[START RECORDS SUPPLIED]

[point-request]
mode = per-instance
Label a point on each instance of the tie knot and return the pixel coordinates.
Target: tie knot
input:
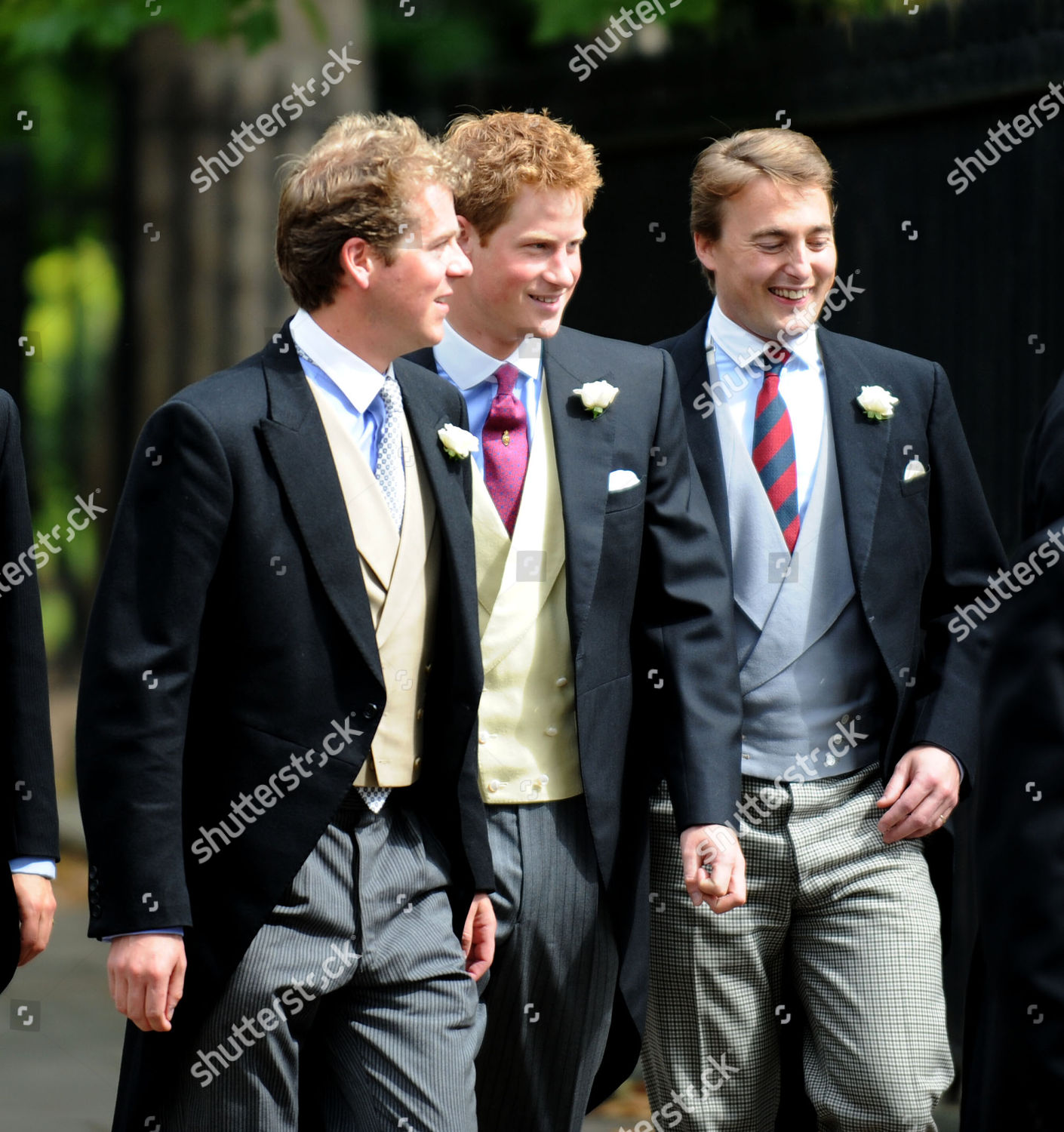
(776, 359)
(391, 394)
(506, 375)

[END RECORDS SUPPLIED]

**TASK**
Convert every line of the items above into a Markdown table with the columns Number and Content, numbering each row and skipping blank lines. Leave the pictures out.

**THE RESULT**
| Number | Content |
|---|---|
| 1 | [point-request] |
| 2 | mode = per-instance |
| 3 | Label a point on each instance of the tie knot and return the pixel coordinates. |
| 4 | Target: tie knot |
| 5 | input: |
| 6 | (776, 359) |
| 7 | (391, 394) |
| 8 | (506, 375) |